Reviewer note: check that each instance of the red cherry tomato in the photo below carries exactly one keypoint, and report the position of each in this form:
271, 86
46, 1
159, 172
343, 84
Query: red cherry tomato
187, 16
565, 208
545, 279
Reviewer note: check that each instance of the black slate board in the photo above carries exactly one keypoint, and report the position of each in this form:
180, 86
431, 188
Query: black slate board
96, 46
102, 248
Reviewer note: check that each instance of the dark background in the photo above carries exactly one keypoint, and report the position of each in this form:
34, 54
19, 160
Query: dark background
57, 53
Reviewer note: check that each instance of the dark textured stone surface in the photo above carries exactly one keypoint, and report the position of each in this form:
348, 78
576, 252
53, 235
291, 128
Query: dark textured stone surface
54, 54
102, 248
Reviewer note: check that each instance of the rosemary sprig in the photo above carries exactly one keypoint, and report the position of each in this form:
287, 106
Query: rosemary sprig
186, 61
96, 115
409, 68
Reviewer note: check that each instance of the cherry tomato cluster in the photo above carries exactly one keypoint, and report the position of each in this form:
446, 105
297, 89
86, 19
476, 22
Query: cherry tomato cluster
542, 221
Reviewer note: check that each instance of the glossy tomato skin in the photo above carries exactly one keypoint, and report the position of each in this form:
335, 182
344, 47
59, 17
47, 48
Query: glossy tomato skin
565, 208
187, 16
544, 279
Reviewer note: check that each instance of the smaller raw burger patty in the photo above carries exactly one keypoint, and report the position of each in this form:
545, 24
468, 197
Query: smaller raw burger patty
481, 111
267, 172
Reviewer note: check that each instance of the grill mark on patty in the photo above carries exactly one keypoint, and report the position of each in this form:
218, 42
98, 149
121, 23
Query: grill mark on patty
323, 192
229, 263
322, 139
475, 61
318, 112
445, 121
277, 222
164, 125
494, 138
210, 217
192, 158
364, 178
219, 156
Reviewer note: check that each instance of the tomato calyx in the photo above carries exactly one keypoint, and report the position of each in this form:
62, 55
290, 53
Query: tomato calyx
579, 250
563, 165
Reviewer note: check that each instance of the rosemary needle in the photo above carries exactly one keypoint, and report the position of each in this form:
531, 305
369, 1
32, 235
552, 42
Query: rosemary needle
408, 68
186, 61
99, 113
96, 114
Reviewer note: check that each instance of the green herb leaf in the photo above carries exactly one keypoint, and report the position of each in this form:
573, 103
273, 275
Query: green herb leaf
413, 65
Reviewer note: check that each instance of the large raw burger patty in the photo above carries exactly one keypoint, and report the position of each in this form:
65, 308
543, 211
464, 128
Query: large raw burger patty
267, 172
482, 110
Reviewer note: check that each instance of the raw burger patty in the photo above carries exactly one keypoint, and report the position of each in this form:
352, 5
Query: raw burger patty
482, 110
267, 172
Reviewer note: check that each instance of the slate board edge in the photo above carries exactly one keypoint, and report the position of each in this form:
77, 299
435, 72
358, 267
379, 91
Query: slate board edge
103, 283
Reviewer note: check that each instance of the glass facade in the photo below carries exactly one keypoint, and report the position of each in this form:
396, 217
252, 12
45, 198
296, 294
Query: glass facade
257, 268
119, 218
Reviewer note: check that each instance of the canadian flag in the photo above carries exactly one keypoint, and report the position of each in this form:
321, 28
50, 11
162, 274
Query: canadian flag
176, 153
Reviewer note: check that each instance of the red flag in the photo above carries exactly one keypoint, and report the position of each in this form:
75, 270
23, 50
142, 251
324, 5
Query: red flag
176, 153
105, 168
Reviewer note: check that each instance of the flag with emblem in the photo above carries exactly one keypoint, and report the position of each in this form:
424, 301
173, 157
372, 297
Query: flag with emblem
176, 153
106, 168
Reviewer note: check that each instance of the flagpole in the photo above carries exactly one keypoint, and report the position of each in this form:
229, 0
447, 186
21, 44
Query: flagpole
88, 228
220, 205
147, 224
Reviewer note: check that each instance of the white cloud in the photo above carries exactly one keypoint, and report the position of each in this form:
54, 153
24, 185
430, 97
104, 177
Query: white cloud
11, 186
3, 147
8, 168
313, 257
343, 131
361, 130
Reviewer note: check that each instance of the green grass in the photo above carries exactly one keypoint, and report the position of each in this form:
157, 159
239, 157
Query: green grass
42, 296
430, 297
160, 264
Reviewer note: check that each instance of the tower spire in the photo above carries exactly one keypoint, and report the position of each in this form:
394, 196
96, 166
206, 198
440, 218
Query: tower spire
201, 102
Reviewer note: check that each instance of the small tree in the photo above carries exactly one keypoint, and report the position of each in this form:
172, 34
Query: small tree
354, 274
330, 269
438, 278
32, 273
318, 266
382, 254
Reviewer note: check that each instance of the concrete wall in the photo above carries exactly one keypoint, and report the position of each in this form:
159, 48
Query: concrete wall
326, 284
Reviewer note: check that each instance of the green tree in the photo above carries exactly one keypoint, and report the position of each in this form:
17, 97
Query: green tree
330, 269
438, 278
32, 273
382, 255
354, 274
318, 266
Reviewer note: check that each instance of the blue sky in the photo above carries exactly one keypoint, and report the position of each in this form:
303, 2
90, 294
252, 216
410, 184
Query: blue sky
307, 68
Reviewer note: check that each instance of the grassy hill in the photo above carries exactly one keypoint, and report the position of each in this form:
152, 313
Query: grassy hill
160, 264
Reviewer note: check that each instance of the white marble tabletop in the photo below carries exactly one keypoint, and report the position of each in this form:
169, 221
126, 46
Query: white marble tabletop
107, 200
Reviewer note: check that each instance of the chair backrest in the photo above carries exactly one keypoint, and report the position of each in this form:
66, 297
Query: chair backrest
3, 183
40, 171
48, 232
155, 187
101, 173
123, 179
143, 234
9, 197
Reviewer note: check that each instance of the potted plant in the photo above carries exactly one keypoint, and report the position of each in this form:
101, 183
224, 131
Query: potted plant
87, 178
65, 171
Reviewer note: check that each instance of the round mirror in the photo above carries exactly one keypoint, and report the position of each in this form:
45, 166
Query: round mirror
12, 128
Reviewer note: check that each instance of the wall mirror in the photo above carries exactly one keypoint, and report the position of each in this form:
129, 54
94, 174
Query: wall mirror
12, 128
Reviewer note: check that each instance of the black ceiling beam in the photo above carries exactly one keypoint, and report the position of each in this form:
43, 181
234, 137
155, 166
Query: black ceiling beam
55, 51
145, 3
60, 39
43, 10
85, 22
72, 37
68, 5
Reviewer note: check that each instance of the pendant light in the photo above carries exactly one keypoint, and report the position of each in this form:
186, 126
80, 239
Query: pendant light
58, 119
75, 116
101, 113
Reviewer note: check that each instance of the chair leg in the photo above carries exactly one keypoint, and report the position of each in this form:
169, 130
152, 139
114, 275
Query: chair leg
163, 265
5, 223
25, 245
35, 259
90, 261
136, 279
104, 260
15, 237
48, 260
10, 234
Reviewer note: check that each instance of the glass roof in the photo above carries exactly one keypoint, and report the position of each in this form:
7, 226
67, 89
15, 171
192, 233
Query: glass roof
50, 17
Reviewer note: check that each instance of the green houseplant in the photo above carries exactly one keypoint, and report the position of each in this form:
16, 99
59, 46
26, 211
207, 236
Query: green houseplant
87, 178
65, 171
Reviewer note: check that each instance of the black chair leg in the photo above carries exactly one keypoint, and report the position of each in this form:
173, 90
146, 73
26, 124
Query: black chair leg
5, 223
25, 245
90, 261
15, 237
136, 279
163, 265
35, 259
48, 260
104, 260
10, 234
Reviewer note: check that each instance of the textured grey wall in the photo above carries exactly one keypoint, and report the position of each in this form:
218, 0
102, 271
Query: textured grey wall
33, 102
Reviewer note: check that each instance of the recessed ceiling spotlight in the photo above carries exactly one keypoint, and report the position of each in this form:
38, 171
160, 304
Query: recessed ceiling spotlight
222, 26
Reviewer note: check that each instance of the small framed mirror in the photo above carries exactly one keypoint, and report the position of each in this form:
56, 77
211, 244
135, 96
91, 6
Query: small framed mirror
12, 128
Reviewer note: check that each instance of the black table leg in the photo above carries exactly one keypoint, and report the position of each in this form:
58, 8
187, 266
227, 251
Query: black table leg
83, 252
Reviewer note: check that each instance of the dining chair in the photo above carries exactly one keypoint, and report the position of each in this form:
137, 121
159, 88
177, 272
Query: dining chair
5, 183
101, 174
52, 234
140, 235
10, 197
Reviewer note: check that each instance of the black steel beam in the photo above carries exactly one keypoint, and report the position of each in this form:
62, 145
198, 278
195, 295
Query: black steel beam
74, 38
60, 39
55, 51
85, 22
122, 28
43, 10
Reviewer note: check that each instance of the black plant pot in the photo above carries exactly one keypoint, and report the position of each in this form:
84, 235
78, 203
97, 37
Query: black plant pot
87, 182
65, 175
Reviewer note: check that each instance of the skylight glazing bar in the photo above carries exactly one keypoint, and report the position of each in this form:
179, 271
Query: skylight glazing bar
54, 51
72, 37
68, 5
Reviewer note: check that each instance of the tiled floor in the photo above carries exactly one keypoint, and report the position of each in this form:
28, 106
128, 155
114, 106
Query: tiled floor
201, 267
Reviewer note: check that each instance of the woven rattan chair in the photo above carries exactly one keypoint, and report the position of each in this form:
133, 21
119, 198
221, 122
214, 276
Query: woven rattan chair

* _Prompt_:
Rewrite the listing from the line that contains "Reviewer note: check that each instance of the woven" through its final line, swapping every "rattan" for "wicker" and leaving everything else unchanged.

* _Output for this exercise_:
Reviewer note: check that each instance of the woven wicker chair in the photo above carries exactly one keypoint, and report the position of each in this form:
133, 21
119, 198
221, 122
214, 276
Query: woven wicker chair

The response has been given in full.